Top of Passage for review

Identification of raft fractions was performed by detection of the raft marker ganglioside GM1 in 2 μl of each fraction spotted on nitrocellulose by HRP-labelled cholera toxin subunit B (1 h; Sigma, Germany). Signal strength was detected using the ECL Plus Western Blotting Detection System (GE Healthcare, Buckinghamshire, UK).
Lipid extraction and high-performance thin layer chromatography (HPTLC)
Both methods were performed according to Grether-Beck et al. . Briefly, quantification of lipids was carried out using 500 mg protein for Folch extraction. Ceramides need to be extracted from the biological sample by alkaline hydrolysis, whereas sphingomyelin and glycosphingolipids are extracted without the hydrolysation. After extraction, samples and standards were separated on silica gel HPTLC plates using a stepwise elution gradient with methanol, dichloromethane, and n-hexane. Visualization of separated bands was carried out by post-chromatic derivatisation after dipping in a manganese chloride solution.
Cells: After exposure, cells were washed twice with ice-cold PBS and lysed in modified RIPA buffer [25 mM Tris/HCl, pH 7.4, 150 mM NaCl, 0.1 mM EDTA, 1% Nonidet P-40, 0.1% SDS, 1% deoxycholate, 0.025% NaN3, 1% protease inhibitor cocktail, and 1% phosphatase inhibitor cocktail]. Lung tissue: Minced tissue was incubated with RIPA buffer and protein was isolated using a pebble mill. After determination of protein contents, equal amounts of total cell protein [5 – 40 μg] were separated by SDS-PAGE [7.5 or 10%] and transferred onto PVDF membranes (Hybond-P, Amersham Biosciences, Little Chalfont, UK). The following antibodies were used: phospho-EGFR (Tyr1173), phospho SFK (Tyr416), and phospho-p44/42 MAPK (Thr202/Tyr204) (all from Cell Signalling Technology, Danvers, MA), total EGFR (Upstate Biotechnology, Lake Placid, NY), total SFK (Cell Signalling Technology), and GAPDH (Imgenex Corp., San Diego, CA). Signal strength was detected using the ECL Plus Western Blotting Detection System. Band intensities from X-ray films (immunosignal) were used for statistical calculations. The depicted graphs show immunosignals realtive to the respective controls.

Bottom of Passage for review
Top of Supplied data

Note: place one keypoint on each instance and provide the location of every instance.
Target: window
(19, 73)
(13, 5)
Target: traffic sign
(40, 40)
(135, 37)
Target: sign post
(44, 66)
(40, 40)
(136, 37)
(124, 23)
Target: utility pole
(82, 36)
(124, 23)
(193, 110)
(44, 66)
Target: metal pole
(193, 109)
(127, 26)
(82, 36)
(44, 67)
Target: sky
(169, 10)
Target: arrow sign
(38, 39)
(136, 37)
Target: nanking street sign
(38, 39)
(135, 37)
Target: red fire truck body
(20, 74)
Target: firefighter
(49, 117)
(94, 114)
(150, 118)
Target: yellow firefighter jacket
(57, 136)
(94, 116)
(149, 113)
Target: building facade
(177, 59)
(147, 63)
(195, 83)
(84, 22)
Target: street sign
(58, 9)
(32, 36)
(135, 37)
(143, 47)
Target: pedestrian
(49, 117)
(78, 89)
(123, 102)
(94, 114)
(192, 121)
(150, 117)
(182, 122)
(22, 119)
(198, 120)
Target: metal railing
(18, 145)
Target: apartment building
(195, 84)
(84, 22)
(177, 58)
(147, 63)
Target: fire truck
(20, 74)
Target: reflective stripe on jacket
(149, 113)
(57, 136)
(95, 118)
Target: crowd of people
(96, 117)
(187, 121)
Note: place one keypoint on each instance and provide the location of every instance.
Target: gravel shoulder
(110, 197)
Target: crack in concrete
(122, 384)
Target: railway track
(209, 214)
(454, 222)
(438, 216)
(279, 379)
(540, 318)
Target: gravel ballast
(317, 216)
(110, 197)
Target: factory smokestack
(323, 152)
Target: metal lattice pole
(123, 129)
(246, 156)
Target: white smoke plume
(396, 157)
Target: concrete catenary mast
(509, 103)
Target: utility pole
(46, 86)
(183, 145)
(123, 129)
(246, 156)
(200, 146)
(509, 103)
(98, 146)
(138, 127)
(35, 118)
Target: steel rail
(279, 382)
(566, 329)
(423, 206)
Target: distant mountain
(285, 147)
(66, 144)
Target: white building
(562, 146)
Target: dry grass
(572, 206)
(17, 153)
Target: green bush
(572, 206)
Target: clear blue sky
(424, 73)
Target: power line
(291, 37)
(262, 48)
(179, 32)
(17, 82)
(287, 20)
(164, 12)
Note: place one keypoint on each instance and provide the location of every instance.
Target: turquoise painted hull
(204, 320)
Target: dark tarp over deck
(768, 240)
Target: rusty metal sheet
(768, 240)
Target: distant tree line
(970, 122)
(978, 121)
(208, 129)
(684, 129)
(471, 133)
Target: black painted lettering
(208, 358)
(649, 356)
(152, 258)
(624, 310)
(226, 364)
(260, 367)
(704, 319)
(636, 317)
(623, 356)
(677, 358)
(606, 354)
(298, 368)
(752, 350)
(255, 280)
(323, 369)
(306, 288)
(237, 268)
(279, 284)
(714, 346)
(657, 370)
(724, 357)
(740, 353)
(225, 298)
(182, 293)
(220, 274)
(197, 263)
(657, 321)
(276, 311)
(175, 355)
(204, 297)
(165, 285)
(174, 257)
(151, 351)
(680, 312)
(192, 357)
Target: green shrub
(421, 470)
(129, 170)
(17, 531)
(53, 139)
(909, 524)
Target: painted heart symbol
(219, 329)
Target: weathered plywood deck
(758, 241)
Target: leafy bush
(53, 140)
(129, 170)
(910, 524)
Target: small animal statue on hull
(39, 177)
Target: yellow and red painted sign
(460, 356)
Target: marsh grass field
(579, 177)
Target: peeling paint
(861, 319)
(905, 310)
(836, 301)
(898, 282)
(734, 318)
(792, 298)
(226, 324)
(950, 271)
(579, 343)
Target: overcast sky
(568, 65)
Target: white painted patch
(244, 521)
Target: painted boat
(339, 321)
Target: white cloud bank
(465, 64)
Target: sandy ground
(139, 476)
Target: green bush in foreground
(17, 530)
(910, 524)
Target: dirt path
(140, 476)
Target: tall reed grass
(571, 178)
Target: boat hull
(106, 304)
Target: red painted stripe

Bottom of Supplied data

▶ **Your tasks**
a) In the methods passage, what device was used to isolate protein from minced lung tissue?
b) Output the stretch of the methods passage from "Lipid extraction and" through "manganese chloride solution.", copied word for word.

▶ **Answers by item**
a) A pebble mill.

b)
Lipid extraction and high-performance thin layer chromatography (HPTLC)
Both methods were performed according to Grether-Beck et al. . Briefly, quantification of lipids was carried out using 500 mg protein for Folch extraction. Ceramides need to be extracted from the biological sample by alkaline hydrolysis, whereas sphingomyelin and glycosphingolipids are extracted without the hydrolysation. After extraction, samples and standards were separated on silica gel HPTLC plates using a stepwise elution gradient with methanol, dichloromethane, and n-hexane. Visualization of separated bands was carried out by post-chromatic derivatisation after dipping in a manganese chloride solution.